Likewise, in mid-February, the Energy Information Administration reported declines in inventories of both crude oil and petroleum, despite gasoline reserves being on the rise. Why does this matter? Well, 52% of the retail price of gasoline is based on how much the wholesale crude oil costs.  

 “As long as the price [of] oil remains elevated, consumers will be feeling it at the pump,” said AAA spokesperson, Andrew Gross in a statement. 

Now is not the time to be lax with your fuel spending.  

While different experts have different predictions for the price of gas in coming months, your business needs a more concrete strategy to save than hoping costs will come back down. Whether prices are going to rise more or finally fall during the coming months, your business should be prioritizing optimizing this spend where possible.  

Let’s look at a few different strategies you can use to bring down your gas spend.  

Fleet cards.  

A fleet card (or fuel card) is a type of payment card that allows for easy management of expenses associated with company-owned vehicles. Fleet cards are designed to be used specifically for expenses related to managing vehicles. Businesses such as trucking companies, ridesharing services, or delivery providers will often issue fleet cards to employees who use and operate corporate vehicles. This helps to cover fuel, vehicle repairs, and maintenance expenses.  

Fleet cards will help your fuel spend in the following ways: 

  • Accurate records and flexible reporting – fleet cards enable owners/managers to stay informed of all business-related expenses via real-time purchase reports. 
  • Spending history and budget control – because each fleet card is linked to an individual employee, a business can use their transaction information to monitor spend efficiency and fuel consumption, potentially reducing overall company fuel expenses and allowing for more accurate budgeting estimates.  
  • Fuel discounts – many fleet cards that are currently on the market offer additional fuel discounts and regular promotions. 

Fleet cards are also accepted at most gas stations, so your drivers will be able to fill the tank when and where they need to.  

Route optimization. 

Route optimization is a solution offered by several providers which uses software to determine the most cost-efficient route for a vehicle or fleet of vehicles. A good provider’s solutions will factor in every variable that could affect a driver’s route, including, but not limited to: 

  • Number and location of stops 
  • Number of deliveries 
  • Time windows 
  • Number of turns and intersections 
  • Traffic patterns 

This is difficult work for a computer to do, let alone a human brain. As Verizon puts it, “[w]ith just one vehicle and 10 stops, the number of possibilities is 3,628,800. But if you have a fleet of five vehicles, that number jumps to a whopping 37,267,043,023,296,000. This is why route optimization is mostly performed by computer algorithms and advanced heuristics that can quickly narrow down the options.”

**Task instructions:**
1) In the passage on cutting business fuel costs, what share of the retail price of gasoline depends on the wholesale cost of crude oil?
2) Please carry on the passage on cutting business fuel costs from the point where it stops.
This material has no connection to the passage on business fuel costs.

**Records drawn from a dataset:**
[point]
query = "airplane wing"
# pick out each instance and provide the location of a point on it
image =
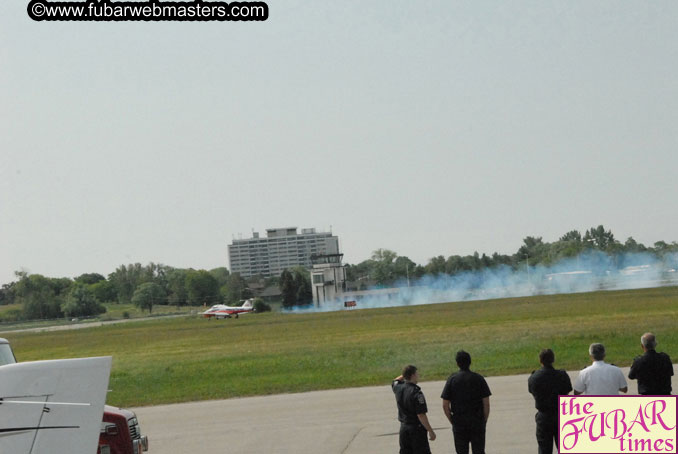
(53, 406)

---

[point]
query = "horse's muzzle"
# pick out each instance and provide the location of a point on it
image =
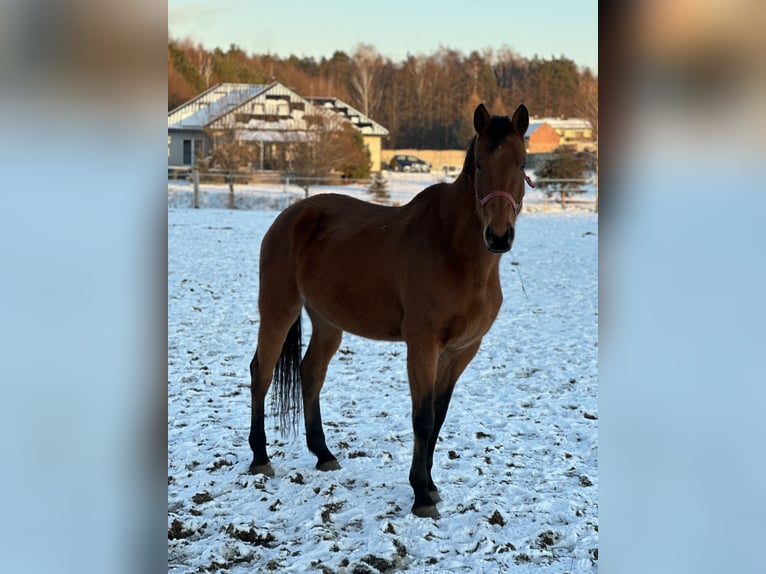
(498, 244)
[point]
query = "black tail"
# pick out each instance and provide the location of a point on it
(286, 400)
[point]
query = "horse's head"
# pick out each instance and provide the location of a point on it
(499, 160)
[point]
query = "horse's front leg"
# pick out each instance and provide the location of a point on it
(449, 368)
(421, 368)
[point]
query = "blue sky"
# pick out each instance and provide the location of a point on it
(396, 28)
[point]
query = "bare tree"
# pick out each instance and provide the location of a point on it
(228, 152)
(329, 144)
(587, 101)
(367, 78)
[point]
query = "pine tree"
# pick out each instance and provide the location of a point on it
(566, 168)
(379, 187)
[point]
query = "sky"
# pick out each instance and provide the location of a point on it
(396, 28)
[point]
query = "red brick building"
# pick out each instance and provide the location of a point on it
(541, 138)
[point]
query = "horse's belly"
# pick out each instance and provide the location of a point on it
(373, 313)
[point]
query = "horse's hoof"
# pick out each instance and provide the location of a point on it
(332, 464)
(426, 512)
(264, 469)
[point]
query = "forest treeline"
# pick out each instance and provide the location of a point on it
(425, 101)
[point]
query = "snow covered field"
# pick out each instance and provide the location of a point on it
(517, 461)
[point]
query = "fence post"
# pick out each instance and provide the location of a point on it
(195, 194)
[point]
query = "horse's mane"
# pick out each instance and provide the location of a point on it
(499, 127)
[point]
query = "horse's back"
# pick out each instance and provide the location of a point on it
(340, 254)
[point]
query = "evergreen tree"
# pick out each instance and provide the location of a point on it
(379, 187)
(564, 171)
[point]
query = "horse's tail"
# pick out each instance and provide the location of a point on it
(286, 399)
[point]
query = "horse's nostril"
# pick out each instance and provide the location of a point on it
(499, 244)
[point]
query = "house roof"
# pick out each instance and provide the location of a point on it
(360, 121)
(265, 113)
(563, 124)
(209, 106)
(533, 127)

**Your responses:**
1) 52%

2)
Optimizing your fleets’ routes means less time driving, reduced fuel costs, and increased productivity. All of these things improve your bottom line and make the job easier on your drivers.  

Best driving practices.  

While it seems mundane, keeping your drivers up-to-date on best driving practices can also help save on fuel. A change to everyone’s day-to-day habits may not have an immediate effect, but over time, it will result in less fuel wasted.  

In fact, according to the Government of Canada, adopting fuel-efficient driving techniques can “lower your vehicle’s fuel consumption and carbon dioxide emissions by as much as 25%.” 

The government’s five main tips for fuel efficiency are: 

  1. Accelerate gently 
  2. Maintain a steady speed 
  3. Anticipate traffic 
  4. Avoid high speeds 
  5. Coast to decelerate  

Other practices to consider implementing include: 

  • Reducing time spent idling – make it a habit to turn off your engine if you’re stopped out of traffic for more than 60 seconds. 
  • Keep an eye on tire pressure – underinflated tires can increase fuel consumption up to 4%!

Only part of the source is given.